- _SELECTED EXTRACT_:
......

Well the holidays are coming to a close. It’s always a weird feeling when your year comes to an end. The reflection that takes place is generally motivating or a bit depressing. At the end of 2012, I said I had the worst year of my life. Both my grandmothers passed away within two weeks of each other, my gut health was in really poor shape and I was in pain every day, I had recently quit my job in advertising and decided to go back for my master’s degree in occupational therapy – something I never could have predicted. I also had a lot of positive events that year: my husband, then boyfriend, and I moved in together, and I maintained a 4.0 for all my prerequisite courses that I was taking full time while working part time two jobs while still balancing a social life.
This year I thought was a second runner up for worst year ever but really it was just a year of hurdles, challenges, changes, and really positive events. We lived in 4 different cities (which meant finding housing in 4 different cities and packing and unpacking 8 different times), I completed all my clinical rotations, graduated from my master’s program, wrote a cookbook, restored my fertility, celebrated my one-year wedding anniversary – all while battling the worst Hashimoto’s flare I could have ever imagined. I unfortunately discovered what chronic depression is (prior to that, I only knew anxiety), my body changed in ways that weren’t always pleasant or encouraging, and I was scared I would never feel like myself again. Hashimoto’s can be a very debilitating disease that is often brushed off by physicians who think you can take a pill and every symptom magically disappears.
That’s not how it is for many people. Many people across the world struggle every day with depression, fatigue, weight gain, painfully slow digestion, and infertility as a result of this disease despite taking that magic pill. I had flared 3 to 4 times since being diagnosed at age 19, but nothing held a candle to this one. I flared because I didn’t listen to my body and my intuition. I listened to someone else and I took Nature-Throid which is a thyroid hormone replacement derived from pig thyroid. I knew I didn’t do well with Armour (a similar medication) 7 years ago but wanted to give it another shot on my quest for fertility. Within 3 weeks my thyroid levels had gone from a very stable level to some of the highest my doctors had ever seen. It took 8 months for my thyroid and adrenal function to recover from that veritable hell. So what did I learn this year?
Always listen to your gut. “You know your body best” is not devoid advice. By listening to my body in the past, I eliminated nightshades before I even discovered the AIP, I broke off relationships with doctors that were only harming and not helping, and I refused many courses of antibiotics that would have no doubt made healing my leaky gut much more difficult.
I can handle a lot more than I thought I could. I don’t know many people who could work full time in a high stress environment while developing over 175 recipes for The Healing Kitchen, while struggling with a severe Hashimoto’s flare and subsequent depression, fatigue, and rapid weight gain, while dealing with the stress of moving 4 times. I’m going to pat myself on the back for that one because most people I know would absolutely crumble and give up. I didn’t give up on anything this year, including myself.

......

- _WHAT THE TASK ASKS_: Pick up the year-in-review post on living with Hashimoto's after its last sentence and write what comes next. The records that follow were taken from a separate source.

- _RECORDS SUPPLIED_:
......

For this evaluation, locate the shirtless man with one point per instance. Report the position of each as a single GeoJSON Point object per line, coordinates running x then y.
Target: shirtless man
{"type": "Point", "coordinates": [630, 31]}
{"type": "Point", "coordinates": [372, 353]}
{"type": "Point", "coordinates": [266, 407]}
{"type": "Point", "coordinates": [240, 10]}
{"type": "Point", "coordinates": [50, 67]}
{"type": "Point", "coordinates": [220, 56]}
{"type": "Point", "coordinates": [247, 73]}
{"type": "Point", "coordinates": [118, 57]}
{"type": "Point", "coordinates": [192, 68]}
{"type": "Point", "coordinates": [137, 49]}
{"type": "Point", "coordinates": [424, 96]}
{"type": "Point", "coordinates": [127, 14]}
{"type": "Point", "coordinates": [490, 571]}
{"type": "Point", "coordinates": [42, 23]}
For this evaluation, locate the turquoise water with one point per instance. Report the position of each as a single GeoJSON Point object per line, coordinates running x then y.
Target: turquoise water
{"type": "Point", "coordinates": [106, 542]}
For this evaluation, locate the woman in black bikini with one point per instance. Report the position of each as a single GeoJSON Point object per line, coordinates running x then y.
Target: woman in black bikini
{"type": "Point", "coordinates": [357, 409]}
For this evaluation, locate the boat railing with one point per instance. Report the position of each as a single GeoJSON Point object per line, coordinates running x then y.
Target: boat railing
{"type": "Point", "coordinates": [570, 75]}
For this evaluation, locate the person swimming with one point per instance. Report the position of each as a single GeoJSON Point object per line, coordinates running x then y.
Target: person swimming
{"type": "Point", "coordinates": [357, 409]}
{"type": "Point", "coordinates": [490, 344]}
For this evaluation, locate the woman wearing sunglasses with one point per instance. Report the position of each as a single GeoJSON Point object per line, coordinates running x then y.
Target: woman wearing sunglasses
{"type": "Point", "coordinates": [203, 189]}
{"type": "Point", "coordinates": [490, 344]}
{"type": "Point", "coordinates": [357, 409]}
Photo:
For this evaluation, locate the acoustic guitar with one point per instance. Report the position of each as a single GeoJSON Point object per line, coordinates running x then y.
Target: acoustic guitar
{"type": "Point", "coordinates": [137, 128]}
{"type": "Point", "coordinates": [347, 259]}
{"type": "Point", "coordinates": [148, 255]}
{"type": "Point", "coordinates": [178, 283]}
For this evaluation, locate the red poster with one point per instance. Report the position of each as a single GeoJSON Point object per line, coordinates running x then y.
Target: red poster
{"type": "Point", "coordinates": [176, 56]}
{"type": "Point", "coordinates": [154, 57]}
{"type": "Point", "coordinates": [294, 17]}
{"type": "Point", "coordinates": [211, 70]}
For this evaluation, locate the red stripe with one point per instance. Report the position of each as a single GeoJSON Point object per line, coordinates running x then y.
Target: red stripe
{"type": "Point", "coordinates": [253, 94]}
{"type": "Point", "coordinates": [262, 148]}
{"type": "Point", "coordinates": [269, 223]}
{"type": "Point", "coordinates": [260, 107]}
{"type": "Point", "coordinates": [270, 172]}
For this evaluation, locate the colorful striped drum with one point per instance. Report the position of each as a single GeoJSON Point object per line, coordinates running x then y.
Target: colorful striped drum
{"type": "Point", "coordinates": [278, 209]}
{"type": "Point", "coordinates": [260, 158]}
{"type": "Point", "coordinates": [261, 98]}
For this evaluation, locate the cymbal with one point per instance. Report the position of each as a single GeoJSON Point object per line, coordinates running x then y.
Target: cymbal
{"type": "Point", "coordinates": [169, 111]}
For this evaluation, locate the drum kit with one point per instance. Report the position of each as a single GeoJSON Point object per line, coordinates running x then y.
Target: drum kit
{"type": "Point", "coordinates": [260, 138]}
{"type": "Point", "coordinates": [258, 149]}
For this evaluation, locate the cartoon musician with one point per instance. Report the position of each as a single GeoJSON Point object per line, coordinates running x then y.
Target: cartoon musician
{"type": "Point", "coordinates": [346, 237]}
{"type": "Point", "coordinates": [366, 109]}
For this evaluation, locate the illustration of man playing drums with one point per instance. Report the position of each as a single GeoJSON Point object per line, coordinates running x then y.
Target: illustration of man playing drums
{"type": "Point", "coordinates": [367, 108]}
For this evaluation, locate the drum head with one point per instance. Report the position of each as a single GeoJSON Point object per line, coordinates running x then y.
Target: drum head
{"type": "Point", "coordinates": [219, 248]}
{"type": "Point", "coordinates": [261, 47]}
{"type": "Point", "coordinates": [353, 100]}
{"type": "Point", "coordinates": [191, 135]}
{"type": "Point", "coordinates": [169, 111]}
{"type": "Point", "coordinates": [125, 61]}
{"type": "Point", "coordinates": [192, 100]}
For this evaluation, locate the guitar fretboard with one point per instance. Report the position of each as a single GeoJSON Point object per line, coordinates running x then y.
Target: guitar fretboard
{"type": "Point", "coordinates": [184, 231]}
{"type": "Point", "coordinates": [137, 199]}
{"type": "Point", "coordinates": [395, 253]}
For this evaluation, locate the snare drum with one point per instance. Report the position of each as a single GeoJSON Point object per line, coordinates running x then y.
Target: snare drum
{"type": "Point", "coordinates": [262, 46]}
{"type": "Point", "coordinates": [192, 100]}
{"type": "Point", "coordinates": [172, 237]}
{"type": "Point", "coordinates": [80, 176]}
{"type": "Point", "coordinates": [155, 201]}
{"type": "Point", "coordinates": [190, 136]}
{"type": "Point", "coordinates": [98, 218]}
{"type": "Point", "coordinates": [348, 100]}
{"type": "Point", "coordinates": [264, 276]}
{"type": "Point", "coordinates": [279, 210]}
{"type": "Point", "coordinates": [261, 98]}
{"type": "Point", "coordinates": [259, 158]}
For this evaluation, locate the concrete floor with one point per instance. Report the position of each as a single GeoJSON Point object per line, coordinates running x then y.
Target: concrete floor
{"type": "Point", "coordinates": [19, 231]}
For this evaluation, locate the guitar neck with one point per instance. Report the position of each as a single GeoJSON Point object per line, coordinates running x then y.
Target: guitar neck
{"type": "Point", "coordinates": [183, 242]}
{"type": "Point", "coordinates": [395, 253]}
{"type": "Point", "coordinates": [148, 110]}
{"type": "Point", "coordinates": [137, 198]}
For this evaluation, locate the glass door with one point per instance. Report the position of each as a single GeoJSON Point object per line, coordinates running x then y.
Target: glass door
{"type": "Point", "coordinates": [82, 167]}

......

- _EXERCISE RESPONSE_:
It’s okay to rely on others. I had to rely on my husband, friends, and family more than I typically like to this year. It made me feel very vulnerable at times, and I didn’t like how people felt sorry for me. I’m not one that responds well to empathy, but I actually begged for it many times this year. I just needed, not wanted, but needed my loved ones to understand the hell my body and mind was going through. I don’t know if they ever will truly get it (probably not) but I’m glad I didn’t hide it for once. Pride has it’s place, but it can get in the way of receiving the support you need during tough times.
Toxic people don’t deserve an ounce of energy. I had to deal with several women in my life this year (thankfully not family or close friends) that were absolutely, 100% negative toxicity for my ethos. Others begged me to confront them and stand up for myself and that is probably something I would have done in the past. But with these particular people, I realized it would be a fruitless effort. You can’t change others. They have to come to that on their own. When someone isn’t being a good person, you can sure as heck bet they have their own internal battles and demons they have yet to conquer. It’s not my job to help people realize when they aren’t being good to others. The universe will show them. I think with these particular women it already has even if they have yet to accept that. It will happen. But I no longer will make it my mission to help others “see” their effect on the world. I can only control how my actions and words affect others in a positive manner. Exiting the “mommy” rule I so easily take on has greatly increased my satisfaction with my relationships and let me let myself off the hook with the negative people I encounter.
I encourage you all to take time to reflect on your year. What went well? What didn’t? Is there anything you wish you could change, or do you find value in it all – even the crappy stuff?